## Given data
◆ ◆ ◆ ◆ ◆ ◆ ◆

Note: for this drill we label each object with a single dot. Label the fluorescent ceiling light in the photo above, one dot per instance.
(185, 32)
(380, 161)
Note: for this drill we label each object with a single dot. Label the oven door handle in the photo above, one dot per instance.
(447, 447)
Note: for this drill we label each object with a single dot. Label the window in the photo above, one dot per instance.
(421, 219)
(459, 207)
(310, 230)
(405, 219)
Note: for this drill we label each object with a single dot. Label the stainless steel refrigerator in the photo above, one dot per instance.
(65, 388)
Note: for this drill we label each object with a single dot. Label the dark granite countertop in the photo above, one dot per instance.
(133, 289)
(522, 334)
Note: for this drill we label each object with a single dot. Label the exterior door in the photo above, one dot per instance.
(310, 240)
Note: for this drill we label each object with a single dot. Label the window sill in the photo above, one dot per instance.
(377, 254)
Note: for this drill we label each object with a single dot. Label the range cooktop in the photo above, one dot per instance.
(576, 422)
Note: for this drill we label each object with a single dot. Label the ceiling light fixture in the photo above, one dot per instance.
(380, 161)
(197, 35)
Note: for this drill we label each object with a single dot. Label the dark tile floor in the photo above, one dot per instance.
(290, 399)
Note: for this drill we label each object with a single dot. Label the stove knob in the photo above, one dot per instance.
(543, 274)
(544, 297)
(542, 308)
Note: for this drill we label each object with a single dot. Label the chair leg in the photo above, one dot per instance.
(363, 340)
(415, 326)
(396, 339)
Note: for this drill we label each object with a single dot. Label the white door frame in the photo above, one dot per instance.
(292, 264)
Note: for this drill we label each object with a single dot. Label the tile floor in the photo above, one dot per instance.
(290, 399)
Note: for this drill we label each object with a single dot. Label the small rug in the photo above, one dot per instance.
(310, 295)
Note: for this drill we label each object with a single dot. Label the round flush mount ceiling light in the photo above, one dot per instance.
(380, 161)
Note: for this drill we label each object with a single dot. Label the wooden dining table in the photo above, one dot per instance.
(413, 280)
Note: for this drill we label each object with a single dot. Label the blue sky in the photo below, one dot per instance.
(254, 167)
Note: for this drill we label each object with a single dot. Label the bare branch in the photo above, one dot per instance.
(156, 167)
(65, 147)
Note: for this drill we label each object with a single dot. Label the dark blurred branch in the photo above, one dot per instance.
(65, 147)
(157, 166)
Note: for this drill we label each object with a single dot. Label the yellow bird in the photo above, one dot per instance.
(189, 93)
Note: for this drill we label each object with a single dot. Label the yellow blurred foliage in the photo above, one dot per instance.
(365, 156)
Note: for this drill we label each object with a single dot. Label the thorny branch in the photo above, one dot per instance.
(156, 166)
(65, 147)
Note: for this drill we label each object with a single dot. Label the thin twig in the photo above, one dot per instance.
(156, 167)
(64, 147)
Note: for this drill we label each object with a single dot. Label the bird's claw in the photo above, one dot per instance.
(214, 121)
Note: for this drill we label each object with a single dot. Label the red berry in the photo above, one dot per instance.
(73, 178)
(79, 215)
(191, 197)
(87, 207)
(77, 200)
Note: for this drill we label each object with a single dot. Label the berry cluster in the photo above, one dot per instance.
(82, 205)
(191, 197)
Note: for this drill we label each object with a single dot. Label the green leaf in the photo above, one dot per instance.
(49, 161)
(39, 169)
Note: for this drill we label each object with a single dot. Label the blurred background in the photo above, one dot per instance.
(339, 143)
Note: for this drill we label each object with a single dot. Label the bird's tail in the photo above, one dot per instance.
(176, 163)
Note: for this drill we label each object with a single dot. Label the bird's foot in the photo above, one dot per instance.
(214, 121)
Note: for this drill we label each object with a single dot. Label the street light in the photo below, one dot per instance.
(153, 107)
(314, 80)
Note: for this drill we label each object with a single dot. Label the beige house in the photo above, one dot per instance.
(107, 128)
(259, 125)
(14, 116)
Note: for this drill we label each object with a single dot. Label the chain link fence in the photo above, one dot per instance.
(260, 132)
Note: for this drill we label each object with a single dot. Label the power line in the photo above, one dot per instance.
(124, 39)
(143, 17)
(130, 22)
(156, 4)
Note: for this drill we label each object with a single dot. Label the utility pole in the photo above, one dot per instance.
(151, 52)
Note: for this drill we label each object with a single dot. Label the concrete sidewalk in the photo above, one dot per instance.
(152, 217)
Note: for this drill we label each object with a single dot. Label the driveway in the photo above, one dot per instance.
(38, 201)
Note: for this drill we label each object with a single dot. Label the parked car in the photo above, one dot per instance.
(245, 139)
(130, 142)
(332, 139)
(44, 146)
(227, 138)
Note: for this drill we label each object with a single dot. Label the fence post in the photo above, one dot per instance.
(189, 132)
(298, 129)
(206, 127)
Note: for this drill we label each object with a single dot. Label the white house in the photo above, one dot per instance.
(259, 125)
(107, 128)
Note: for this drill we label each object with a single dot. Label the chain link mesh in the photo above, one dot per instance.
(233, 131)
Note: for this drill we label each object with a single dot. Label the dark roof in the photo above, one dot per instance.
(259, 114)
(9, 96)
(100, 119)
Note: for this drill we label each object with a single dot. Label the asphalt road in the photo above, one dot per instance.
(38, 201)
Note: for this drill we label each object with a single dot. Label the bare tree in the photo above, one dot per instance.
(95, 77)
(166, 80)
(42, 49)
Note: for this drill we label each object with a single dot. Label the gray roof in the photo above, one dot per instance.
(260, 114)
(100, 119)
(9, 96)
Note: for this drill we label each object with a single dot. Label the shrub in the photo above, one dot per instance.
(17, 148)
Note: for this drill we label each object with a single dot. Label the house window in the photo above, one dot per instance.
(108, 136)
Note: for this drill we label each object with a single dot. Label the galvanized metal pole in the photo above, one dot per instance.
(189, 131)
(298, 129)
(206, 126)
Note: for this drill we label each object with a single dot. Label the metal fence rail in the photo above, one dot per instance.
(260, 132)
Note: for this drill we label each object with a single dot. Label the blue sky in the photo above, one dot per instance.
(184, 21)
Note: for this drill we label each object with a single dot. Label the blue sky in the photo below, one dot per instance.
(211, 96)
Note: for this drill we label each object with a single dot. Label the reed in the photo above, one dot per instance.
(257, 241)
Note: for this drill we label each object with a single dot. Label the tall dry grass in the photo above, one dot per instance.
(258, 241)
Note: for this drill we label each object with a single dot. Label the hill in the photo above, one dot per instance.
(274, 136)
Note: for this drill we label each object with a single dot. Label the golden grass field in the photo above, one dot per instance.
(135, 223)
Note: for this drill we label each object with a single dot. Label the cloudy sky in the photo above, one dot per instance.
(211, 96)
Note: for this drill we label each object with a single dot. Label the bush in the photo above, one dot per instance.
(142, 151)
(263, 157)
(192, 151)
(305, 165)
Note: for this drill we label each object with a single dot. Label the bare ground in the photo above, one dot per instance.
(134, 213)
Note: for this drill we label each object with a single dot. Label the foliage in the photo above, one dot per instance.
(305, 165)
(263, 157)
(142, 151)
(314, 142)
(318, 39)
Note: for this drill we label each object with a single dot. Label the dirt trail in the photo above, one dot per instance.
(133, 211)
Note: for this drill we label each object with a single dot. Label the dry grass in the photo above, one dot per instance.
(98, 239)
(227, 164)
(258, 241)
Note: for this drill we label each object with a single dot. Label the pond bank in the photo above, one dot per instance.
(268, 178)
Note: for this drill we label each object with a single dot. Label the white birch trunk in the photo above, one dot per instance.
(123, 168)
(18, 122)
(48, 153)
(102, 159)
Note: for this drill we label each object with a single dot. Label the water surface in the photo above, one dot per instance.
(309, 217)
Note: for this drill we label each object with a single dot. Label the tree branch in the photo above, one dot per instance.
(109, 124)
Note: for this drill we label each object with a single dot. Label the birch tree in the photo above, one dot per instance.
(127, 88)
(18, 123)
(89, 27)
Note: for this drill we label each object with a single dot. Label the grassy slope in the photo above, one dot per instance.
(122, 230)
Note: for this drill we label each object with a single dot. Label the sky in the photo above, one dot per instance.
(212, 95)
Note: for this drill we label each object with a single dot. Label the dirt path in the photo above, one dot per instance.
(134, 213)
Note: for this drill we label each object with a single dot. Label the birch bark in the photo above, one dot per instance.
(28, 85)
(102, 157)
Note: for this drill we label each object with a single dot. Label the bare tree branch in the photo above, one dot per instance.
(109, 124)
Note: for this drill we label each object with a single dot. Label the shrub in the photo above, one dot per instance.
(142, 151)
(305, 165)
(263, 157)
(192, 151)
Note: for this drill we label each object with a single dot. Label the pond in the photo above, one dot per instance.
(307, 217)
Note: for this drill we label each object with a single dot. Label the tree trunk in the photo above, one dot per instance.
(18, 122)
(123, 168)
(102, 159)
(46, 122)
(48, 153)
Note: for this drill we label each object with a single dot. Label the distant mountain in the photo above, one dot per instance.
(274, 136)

◆ ◆ ◆ ◆ ◆ ◆ ◆

## Aim
Give exactly the lines from the one with "Label the dry" to the end of the entries, nothing before them.

## Result of this task
Note: for this drill we label each object with a single dot. Label the dry grass in the photo above, one dot per instance.
(98, 239)
(227, 164)
(258, 241)
Note: for this drill we label each object with a single dot. Label the pond bank in the photo above, one dot per instance.
(268, 178)
Note: for this drill we label each object with a single dot. Label the white birch trunk in the photo above, one dot per instance.
(123, 168)
(18, 122)
(48, 153)
(102, 159)
Note: for this drill we label each object with a single dot. Label the water surface in the photo above, one dot per instance.
(309, 217)
Note: for this drill we label each object with a single dot. Label the tree branch in the photo above, one dot per instance.
(109, 124)
Note: for this drill we label each object with a single dot. Label the birch tree in the photo above, one dot per instance.
(127, 88)
(18, 123)
(89, 27)
Note: for this drill we label each object with a single dot. Label the grassy slope in the photo above, one dot per instance.
(122, 230)
Note: for this drill we label each object with a single dot. Label the sky in the photo above, one dot per instance.
(212, 95)
Note: for this drill we label each object with a single dot. Label the dirt path in the photo above, one dot per instance.
(134, 213)
Note: for this drill we label each object with a single dot. Label the birch bark in the photo above, one dot per instance.
(28, 85)
(102, 157)
Note: for this drill we label each object with a single dot. Label the bare tree branch in the photo above, one dot per instance.
(109, 124)
Note: for this drill we label each object with a single dot. Label the shrub in the photo above, one dot per instance.
(142, 151)
(305, 165)
(263, 157)
(192, 151)
Note: for this drill we label each object with a single dot. Label the pond in the photo above, one dot per instance.
(307, 217)
Note: for this drill we label each object with a single dot. Label the tree trunk in the photo above, one dot per instance.
(18, 122)
(123, 168)
(102, 159)
(46, 122)
(48, 153)
Note: for this drill we label each object with a single dot. Label the distant mountain in the photo above, one dot per instance.
(274, 136)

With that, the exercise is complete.